-- START EXTRACTED MATERIAL --
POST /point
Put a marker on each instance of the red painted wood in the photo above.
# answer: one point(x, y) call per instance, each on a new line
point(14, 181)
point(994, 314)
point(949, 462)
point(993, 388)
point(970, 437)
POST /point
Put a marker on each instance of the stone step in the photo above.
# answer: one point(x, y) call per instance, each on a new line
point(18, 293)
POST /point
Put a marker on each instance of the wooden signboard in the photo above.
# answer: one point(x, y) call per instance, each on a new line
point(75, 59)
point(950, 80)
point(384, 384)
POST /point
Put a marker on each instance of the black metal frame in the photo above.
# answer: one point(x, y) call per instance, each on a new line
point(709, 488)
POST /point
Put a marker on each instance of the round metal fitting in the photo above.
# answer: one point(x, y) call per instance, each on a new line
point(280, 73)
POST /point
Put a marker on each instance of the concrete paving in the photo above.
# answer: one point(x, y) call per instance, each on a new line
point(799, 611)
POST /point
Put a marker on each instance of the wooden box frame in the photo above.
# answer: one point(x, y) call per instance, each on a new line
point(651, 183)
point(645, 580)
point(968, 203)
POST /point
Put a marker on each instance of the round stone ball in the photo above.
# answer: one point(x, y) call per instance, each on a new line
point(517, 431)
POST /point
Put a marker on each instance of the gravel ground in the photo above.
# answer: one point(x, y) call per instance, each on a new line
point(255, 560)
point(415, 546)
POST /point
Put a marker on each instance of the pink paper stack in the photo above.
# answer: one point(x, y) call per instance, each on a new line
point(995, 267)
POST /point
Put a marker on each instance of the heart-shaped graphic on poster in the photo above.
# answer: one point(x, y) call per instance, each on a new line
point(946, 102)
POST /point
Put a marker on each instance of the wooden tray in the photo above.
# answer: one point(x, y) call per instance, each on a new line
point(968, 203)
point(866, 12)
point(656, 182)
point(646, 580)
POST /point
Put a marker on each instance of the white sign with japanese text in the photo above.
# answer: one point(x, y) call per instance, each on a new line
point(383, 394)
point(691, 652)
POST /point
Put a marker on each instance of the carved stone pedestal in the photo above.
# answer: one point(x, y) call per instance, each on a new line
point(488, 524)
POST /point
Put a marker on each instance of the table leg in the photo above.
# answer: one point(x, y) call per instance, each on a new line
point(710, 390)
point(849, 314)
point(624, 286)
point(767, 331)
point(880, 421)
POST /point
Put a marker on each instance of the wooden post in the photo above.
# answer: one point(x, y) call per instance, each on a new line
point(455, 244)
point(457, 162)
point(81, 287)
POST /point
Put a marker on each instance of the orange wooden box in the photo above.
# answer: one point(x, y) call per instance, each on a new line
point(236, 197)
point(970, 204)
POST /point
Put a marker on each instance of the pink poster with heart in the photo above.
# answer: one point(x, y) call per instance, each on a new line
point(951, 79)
-- END EXTRACTED MATERIAL --
▶ _WHAT IS NEEDED_
Copy every row above, leaving each character unchanged.

▶ _THE COMPLETED TASK_
POST /point
Put a marker on each instance of the red painted wood in the photo above.
# answer: one point(x, y) call per instance, each on a new line
point(14, 181)
point(994, 314)
point(949, 462)
point(993, 388)
point(970, 437)
POST /point
Put a marker on each instance of the stone step in the photo above.
# answer: one point(x, y) call per instance, each on a new line
point(18, 293)
POST /point
Put a marker on each instance of the wooden signboard in the photo above.
# answer: one point(x, y) call per instance, each on a new line
point(75, 59)
point(950, 80)
point(384, 384)
POST /point
Put a marker on each instance of the black metal frame in the photo above.
# answer: one point(x, y) call per instance, each on a new line
point(709, 488)
POST /point
Put a marker on each instance of the round metal fitting in the photo above.
# answer: one point(x, y) call per instance, each on a new line
point(280, 73)
POST /point
Put a marker on each instance of the concrete paving in the photo above.
# answer: one point(x, y) call per instance, each on a new line
point(799, 611)
POST /point
Put a marker on each instance of the wooden box frame in the photo above.
# answer: one point(x, y) call per instance, each on a new line
point(651, 183)
point(645, 580)
point(968, 203)
POST /point
Put a marker on each instance of the round stone ball in the photo above.
# answer: one point(x, y) call per instance, each on a new line
point(517, 431)
POST /point
Put a marker on each instance of the gravel ground in the photo above.
# answer: one point(x, y) call per instance, each on a new line
point(255, 560)
point(415, 546)
POST /point
Put a marker on each instance of the pink paper stack in the photo above.
# answer: one point(x, y) call per instance, each on a new line
point(995, 267)
POST /point
Put a marker on each instance of the heart-shaped graphic on poster in the photo above.
# answer: one point(x, y) call per instance, each on a new line
point(946, 102)
POST /point
Put a marker on each instance of the wooden tray in the photo above.
# answer: one point(x, y) call per instance, each on a new line
point(968, 203)
point(866, 12)
point(656, 182)
point(646, 580)
POST /point
Put a marker on each instance of the white sign with japanese text in the photo above.
# answer: one point(x, y) call per instance, each on a new line
point(383, 394)
point(691, 652)
POST /point
Put a marker on each instance of the carved stone pedestal in the photo above.
# answer: one point(x, y) call per instance, each on a new line
point(488, 524)
POST /point
Put a marker on each instance of the table leg in the photo above.
# answer: one point(x, y) call per instance, each on a new line
point(710, 390)
point(849, 314)
point(624, 286)
point(767, 331)
point(880, 421)
POST /point
Put a marker on each instance of the wooden post in the photo above.
# answer: one point(x, y) call per instance, each on a new line
point(455, 244)
point(457, 162)
point(81, 287)
POST /point
Put a marker on each instance of the orange wooden box in the photo above.
# answer: one point(x, y) call per instance, each on a new line
point(236, 197)
point(970, 204)
POST /point
Put a marker on each instance of the pink poster with heart in the photo above.
# answer: one point(x, y) call per instance, each on a new line
point(951, 79)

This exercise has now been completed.